Registros de una fuente de datos
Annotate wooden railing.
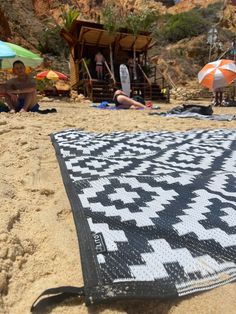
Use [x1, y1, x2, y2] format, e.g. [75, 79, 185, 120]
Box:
[104, 61, 116, 86]
[76, 58, 93, 99]
[137, 63, 152, 99]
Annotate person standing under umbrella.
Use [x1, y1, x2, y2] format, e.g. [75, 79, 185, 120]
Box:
[213, 88, 224, 106]
[5, 60, 39, 113]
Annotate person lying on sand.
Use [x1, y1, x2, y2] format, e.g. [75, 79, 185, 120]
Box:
[113, 89, 150, 109]
[5, 60, 39, 113]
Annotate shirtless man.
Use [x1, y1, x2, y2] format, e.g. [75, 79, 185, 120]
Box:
[94, 51, 105, 79]
[5, 60, 39, 113]
[113, 89, 151, 109]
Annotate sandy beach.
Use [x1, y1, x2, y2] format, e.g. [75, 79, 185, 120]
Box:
[0, 101, 236, 314]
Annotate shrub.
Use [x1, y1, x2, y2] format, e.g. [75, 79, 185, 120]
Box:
[162, 11, 207, 42]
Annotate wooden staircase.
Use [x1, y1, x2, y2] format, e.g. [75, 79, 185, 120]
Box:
[92, 80, 114, 102]
[76, 59, 170, 103]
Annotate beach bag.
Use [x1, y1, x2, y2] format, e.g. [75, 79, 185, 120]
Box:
[133, 95, 145, 105]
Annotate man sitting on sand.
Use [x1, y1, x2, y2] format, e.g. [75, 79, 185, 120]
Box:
[5, 60, 39, 113]
[113, 89, 150, 109]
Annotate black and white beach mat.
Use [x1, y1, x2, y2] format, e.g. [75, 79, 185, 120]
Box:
[31, 129, 236, 305]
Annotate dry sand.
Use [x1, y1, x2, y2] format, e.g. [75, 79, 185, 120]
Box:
[0, 101, 236, 314]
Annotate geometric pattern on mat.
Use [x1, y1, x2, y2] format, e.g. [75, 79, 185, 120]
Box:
[51, 129, 236, 304]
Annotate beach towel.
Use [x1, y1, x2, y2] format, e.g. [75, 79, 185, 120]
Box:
[149, 111, 236, 121]
[32, 129, 236, 310]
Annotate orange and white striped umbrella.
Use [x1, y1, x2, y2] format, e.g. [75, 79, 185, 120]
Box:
[36, 70, 68, 81]
[198, 59, 236, 90]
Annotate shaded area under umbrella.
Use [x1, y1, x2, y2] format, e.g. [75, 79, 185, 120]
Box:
[36, 70, 68, 81]
[198, 59, 236, 90]
[0, 41, 43, 69]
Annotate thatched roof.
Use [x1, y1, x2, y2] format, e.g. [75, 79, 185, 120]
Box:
[61, 20, 152, 51]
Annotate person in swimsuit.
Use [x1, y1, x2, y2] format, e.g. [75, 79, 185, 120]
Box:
[94, 51, 105, 80]
[113, 89, 150, 109]
[4, 60, 39, 113]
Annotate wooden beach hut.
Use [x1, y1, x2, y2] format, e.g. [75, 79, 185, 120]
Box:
[61, 20, 168, 102]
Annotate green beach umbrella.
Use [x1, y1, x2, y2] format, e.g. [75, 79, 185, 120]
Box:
[0, 42, 43, 69]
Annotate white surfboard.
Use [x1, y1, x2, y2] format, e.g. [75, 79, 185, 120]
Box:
[120, 64, 130, 97]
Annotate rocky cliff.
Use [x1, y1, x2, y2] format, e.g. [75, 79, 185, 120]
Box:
[0, 0, 236, 85]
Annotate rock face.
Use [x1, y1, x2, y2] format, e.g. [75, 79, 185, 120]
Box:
[0, 0, 236, 85]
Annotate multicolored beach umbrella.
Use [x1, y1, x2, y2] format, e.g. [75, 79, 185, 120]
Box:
[198, 59, 236, 90]
[36, 70, 68, 81]
[0, 41, 43, 69]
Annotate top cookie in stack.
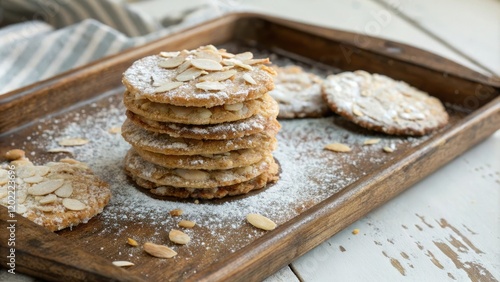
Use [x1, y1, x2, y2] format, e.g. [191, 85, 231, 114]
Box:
[122, 45, 280, 199]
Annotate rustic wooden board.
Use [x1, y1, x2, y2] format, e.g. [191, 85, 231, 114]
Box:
[0, 15, 500, 281]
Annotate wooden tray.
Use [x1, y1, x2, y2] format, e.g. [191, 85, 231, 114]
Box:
[0, 14, 500, 281]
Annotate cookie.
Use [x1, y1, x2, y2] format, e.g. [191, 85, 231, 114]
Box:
[0, 158, 111, 231]
[125, 149, 274, 189]
[269, 66, 332, 118]
[126, 96, 279, 140]
[123, 92, 272, 124]
[122, 119, 280, 155]
[323, 71, 448, 136]
[135, 143, 276, 170]
[122, 45, 275, 108]
[128, 162, 279, 199]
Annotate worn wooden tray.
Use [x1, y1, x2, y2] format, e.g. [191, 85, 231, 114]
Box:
[0, 14, 500, 281]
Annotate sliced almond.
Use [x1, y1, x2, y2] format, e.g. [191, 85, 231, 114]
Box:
[127, 238, 139, 247]
[160, 51, 181, 58]
[175, 168, 210, 181]
[200, 70, 237, 82]
[363, 138, 380, 145]
[195, 50, 222, 63]
[175, 68, 202, 81]
[325, 143, 351, 153]
[57, 138, 89, 146]
[243, 73, 257, 84]
[158, 56, 186, 69]
[154, 81, 182, 93]
[47, 147, 73, 154]
[5, 149, 26, 161]
[169, 209, 184, 216]
[108, 126, 122, 134]
[242, 58, 271, 65]
[224, 103, 243, 112]
[382, 146, 394, 153]
[191, 59, 222, 71]
[38, 194, 57, 205]
[195, 81, 226, 91]
[54, 182, 73, 198]
[143, 242, 177, 258]
[234, 52, 253, 61]
[177, 60, 191, 73]
[112, 260, 135, 267]
[63, 198, 87, 211]
[247, 213, 276, 230]
[168, 229, 191, 245]
[23, 175, 45, 184]
[178, 220, 196, 228]
[28, 179, 64, 196]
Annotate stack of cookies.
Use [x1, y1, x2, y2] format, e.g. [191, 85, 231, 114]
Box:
[122, 45, 280, 199]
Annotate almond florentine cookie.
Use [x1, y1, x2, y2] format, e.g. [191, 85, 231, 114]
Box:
[0, 160, 111, 231]
[122, 45, 281, 199]
[323, 71, 448, 136]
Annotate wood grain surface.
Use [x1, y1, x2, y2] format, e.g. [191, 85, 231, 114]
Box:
[0, 15, 500, 281]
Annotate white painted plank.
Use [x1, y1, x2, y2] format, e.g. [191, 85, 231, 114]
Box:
[232, 0, 492, 75]
[264, 265, 299, 282]
[380, 0, 500, 76]
[292, 131, 500, 281]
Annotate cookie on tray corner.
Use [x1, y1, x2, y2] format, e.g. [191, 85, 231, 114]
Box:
[0, 156, 111, 231]
[323, 70, 449, 136]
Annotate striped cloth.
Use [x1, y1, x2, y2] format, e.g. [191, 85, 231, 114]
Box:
[0, 0, 220, 95]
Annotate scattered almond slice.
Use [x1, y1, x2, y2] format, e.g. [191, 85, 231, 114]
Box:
[383, 146, 394, 153]
[175, 68, 203, 81]
[242, 58, 271, 66]
[169, 209, 184, 216]
[28, 179, 64, 196]
[38, 194, 57, 205]
[127, 238, 139, 247]
[178, 220, 196, 228]
[177, 60, 191, 73]
[160, 51, 181, 58]
[234, 52, 253, 61]
[325, 143, 351, 153]
[200, 70, 237, 82]
[155, 81, 182, 93]
[195, 50, 222, 63]
[143, 242, 177, 258]
[363, 138, 380, 145]
[57, 138, 89, 146]
[5, 149, 26, 161]
[63, 198, 87, 211]
[112, 260, 135, 267]
[158, 56, 186, 69]
[191, 59, 222, 71]
[243, 73, 257, 84]
[54, 182, 73, 198]
[168, 229, 191, 245]
[47, 147, 73, 154]
[108, 126, 122, 134]
[247, 213, 276, 230]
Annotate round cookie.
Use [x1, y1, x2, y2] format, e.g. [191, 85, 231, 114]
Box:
[126, 97, 279, 140]
[269, 66, 331, 118]
[127, 162, 279, 199]
[122, 45, 275, 108]
[0, 161, 111, 231]
[135, 143, 276, 170]
[123, 92, 272, 125]
[122, 119, 280, 155]
[323, 71, 448, 136]
[125, 149, 274, 189]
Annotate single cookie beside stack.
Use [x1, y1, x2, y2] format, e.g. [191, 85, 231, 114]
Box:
[122, 45, 280, 199]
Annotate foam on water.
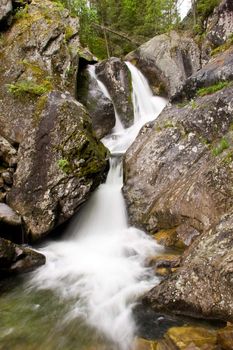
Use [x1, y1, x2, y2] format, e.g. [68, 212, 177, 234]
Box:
[30, 63, 166, 350]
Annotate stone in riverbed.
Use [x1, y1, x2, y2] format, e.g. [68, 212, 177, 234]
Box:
[77, 66, 116, 139]
[0, 238, 45, 277]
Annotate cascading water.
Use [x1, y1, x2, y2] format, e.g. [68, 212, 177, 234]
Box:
[0, 63, 166, 350]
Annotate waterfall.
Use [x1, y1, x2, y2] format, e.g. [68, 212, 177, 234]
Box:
[30, 63, 166, 350]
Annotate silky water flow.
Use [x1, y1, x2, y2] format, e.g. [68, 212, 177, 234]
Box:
[0, 62, 166, 350]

■ **Enunciado de tarea**
Indique todas las líneas de los ítems anteriores que contengan la palabra "wooden", copiándolas íntegras. Distinga entre mayúsculas y minúsculas.

■ **Respuesta al ejercicio**
Annotate wooden railing.
Annotate wooden staircase.
Annotate wooden beach hut.
Annotate rustic wooden board.
Annotate wooden tray.
Annotate worn wooden tray.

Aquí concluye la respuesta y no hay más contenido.